- [Gestelltes Ziel] Ersetze in den Zeilen aller folgenden Datensätze „shown in this image“ durch „visible in this image“ und gib sie sonst unverändert wieder. Lass die Bilder in deiner Antwort weg.

::::::::::

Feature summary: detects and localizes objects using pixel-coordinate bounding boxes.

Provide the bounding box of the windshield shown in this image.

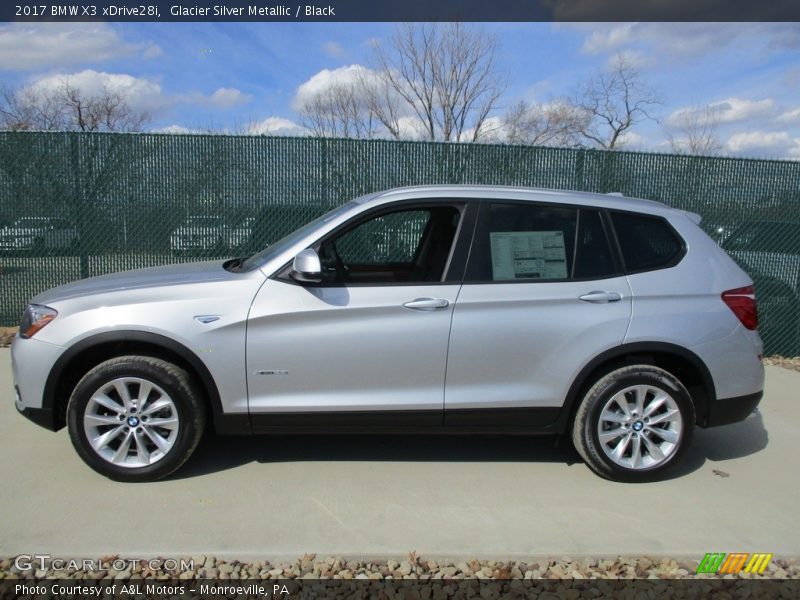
[241,201,359,271]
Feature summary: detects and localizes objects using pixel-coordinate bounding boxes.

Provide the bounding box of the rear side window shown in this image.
[466,203,615,283]
[611,212,683,272]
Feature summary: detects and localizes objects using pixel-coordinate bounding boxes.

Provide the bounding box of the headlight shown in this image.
[19,304,58,339]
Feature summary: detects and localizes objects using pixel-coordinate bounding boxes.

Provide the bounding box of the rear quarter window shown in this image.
[611,212,684,272]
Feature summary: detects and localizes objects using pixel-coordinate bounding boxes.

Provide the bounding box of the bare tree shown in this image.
[665,106,722,156]
[502,100,587,147]
[575,54,661,150]
[0,78,150,131]
[298,77,381,138]
[0,86,66,131]
[373,23,506,141]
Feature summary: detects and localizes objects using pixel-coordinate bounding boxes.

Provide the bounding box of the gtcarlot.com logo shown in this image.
[697,552,772,575]
[14,554,194,572]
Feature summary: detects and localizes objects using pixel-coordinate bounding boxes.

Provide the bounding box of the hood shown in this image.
[31,260,242,304]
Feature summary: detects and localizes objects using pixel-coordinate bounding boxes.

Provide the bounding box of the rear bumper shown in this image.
[706,390,764,427]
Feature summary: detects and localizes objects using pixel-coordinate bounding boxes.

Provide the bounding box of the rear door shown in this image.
[445,202,631,427]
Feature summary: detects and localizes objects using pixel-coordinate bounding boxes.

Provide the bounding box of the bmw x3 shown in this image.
[12,186,764,481]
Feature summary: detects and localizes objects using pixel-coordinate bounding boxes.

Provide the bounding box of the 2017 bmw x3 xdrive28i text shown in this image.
[12,186,764,481]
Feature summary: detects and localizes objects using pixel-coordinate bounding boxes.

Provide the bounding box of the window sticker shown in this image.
[489,231,567,281]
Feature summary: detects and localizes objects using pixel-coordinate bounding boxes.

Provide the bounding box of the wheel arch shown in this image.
[556,342,716,433]
[42,330,222,431]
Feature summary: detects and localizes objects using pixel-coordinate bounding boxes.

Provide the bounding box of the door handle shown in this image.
[403,298,450,310]
[579,290,622,304]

::::::::::

- [Richtiges Ergebnis]
Feature summary: detects and localizes objects using pixel-coordinate bounding boxes.

Provide the bounding box of the windshield visible in this image.

[241,201,359,271]
Feature summary: detects and localizes objects using pixel-coordinate bounding boxes.

Provide the bounding box of the rear side window visible in this image.
[466,203,615,283]
[611,212,683,272]
Feature summary: detects and localizes objects using pixel-coordinate bounding boxes.

Provide the bounding box of the headlight visible in this image.
[19,304,58,339]
Feature summary: detects and localizes objects using pixel-coordinate bounding boxes.

Provide the bounding box of the rear quarter window visible in this image.
[611,212,684,272]
Feature summary: detects and localizes objects using pixel-coordinate bounding boxes.

Provide the bounding box of the bare tree visible in this image.
[665,106,722,156]
[502,100,587,147]
[575,54,661,150]
[0,78,150,131]
[298,77,381,138]
[0,86,66,131]
[373,23,506,141]
Feature summary: detects and localizes objects using pixel-coordinate bounding boxes.

Provide the bounding box of the gtcarlot.com logo visible in this image.
[697,552,772,575]
[14,554,194,572]
Feature summary: detects and localizes objects using pixel-coordinate bounding boxes.

Provide the bounding box of the hood visible in this image.
[31,260,242,304]
Feature summary: detects and localizes objects using pixel-coordinate bounding boxes.

Provide the bounding box of the rear bumper visible in this image.
[706,390,764,427]
Feature summary: detects and localizes objects using pixel-coordinate bounding boxes.

Provide the bounding box of the rear door visible in this image.
[445,202,631,427]
Feature summary: detects and localizes objects using pixel-coordinate bounding boxes.

Provide the bounding box of the bmw x3 visible in this image.
[12,186,764,481]
Feature summary: detects and localizes objects using pixel-coordinate bounding boxes.

Provide the bounding box of the 2017 bmw x3 xdrive28i text visible in this image.
[12,186,764,481]
Feature summary: detects and localizes objects using pixel-coordinate bounding boxes.

Provide the bounding box of the window sticker visible in this image.
[489,231,567,281]
Feature summary: detects and localizes objects using pixel-coordinate bounding boxes.

Provide the bounding box of the wheel arch visible in this image.
[556,342,716,433]
[42,330,222,431]
Feature summary: detects and localizes objects using pixel-coordinate bounding boxes.

Provide the bounding box of the door handle visible in this image.
[403,298,450,310]
[579,290,622,304]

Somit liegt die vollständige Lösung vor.